TASK -
Write out again every line below, starting at the line containing "Expected behaviour: for every instance of the bird's head, pick" and ending at the line containing "x=146 y=197", with both end lines included. Keep all other text unchanged, and shift each x and y coordinate in the answers up by 27.

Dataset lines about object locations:
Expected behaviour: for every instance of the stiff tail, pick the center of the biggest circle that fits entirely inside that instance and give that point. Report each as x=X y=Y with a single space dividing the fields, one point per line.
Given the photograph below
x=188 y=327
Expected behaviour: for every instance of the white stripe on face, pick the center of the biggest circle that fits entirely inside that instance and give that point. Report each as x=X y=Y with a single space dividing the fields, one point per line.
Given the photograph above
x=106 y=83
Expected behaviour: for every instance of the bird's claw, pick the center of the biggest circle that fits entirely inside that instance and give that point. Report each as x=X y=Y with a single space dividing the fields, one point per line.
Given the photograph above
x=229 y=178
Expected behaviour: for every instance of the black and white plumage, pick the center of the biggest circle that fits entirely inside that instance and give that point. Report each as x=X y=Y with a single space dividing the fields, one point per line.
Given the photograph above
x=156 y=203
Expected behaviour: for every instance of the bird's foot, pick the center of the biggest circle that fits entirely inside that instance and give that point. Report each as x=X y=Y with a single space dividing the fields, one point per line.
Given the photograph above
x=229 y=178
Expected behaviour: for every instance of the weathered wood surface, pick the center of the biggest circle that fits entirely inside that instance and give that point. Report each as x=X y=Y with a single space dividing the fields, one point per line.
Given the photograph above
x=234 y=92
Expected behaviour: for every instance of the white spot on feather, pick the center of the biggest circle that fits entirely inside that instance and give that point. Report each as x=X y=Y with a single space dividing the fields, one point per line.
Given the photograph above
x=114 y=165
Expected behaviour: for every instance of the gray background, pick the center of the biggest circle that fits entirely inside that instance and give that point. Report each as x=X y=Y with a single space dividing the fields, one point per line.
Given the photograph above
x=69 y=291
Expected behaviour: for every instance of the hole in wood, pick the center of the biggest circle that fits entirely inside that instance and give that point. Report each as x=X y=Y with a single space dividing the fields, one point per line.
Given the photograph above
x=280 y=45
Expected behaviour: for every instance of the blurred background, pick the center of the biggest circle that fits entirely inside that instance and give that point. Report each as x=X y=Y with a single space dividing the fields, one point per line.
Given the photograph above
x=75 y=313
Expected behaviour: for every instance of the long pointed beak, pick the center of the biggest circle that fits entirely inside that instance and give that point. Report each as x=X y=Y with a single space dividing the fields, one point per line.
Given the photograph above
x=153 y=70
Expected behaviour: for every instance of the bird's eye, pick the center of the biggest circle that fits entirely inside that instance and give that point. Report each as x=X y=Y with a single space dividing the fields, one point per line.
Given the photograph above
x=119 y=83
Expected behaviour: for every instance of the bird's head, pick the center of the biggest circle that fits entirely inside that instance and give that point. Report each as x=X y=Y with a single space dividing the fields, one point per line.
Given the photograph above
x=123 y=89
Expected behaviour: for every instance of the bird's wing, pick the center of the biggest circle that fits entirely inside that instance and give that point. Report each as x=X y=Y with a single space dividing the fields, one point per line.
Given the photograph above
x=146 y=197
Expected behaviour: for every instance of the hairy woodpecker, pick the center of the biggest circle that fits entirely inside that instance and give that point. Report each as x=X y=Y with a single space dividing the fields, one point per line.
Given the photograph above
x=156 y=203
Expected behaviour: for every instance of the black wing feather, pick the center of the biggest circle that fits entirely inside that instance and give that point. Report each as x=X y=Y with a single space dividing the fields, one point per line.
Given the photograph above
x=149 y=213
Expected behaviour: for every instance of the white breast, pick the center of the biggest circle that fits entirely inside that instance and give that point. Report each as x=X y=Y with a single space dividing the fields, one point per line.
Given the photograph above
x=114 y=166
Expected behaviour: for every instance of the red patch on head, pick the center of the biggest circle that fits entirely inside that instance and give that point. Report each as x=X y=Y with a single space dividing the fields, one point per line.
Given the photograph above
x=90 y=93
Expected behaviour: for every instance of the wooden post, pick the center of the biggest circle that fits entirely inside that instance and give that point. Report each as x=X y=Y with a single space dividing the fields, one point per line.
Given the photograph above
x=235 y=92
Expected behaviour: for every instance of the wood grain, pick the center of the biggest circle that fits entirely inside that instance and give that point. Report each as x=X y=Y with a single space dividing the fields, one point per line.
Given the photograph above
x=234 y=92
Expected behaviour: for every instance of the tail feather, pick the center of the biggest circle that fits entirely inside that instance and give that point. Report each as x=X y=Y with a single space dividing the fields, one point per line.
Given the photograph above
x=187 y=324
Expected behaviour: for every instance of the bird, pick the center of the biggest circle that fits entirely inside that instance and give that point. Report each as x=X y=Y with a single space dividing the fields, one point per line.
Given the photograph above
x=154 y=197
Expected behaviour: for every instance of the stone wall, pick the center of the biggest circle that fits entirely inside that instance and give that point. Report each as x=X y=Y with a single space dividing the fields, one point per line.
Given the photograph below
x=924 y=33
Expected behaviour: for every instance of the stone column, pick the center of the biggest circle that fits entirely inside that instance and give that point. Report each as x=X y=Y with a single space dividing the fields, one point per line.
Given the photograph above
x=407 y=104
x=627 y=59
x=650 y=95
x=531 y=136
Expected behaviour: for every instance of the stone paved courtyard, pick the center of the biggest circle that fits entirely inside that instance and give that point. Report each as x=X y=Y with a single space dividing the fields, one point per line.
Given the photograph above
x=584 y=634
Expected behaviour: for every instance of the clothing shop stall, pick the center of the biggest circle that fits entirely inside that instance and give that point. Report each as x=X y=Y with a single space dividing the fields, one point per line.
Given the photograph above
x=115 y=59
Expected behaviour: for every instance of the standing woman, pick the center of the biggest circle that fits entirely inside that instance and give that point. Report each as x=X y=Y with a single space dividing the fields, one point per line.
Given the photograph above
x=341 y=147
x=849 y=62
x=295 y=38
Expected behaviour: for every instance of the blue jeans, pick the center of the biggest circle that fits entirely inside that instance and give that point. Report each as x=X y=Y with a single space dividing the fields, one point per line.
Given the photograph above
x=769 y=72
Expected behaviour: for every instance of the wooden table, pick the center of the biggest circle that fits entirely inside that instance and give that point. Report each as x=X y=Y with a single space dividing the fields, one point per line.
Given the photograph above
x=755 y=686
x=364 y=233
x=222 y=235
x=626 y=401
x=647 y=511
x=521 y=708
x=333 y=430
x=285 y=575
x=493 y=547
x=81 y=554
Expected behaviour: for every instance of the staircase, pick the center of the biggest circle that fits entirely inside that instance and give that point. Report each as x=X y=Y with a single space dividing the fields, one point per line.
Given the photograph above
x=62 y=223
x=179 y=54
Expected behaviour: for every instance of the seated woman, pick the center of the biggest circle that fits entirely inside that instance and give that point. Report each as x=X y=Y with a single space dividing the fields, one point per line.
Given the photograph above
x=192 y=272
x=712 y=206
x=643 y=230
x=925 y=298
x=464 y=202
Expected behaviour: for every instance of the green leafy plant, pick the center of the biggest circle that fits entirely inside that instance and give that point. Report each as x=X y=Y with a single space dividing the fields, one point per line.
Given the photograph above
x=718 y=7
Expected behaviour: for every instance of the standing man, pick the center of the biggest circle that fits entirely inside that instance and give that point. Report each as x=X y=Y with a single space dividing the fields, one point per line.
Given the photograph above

TASK SOLUTION -
Expected behaviour: for every instance of the bird's head, pick the center of the biggest circle that fits entirely inside that instance and give that point. Report each as x=X y=Y with a single space dividing the fields, one point per line.
Given the photograph above
x=150 y=116
Expected behaviour: for every instance of the bird's wing, pick the center of the biggest circle that fits entirely inside that instance and give that point. Report each as x=X y=Y with a single space dividing the fields, one point per line.
Given the photograph above
x=173 y=224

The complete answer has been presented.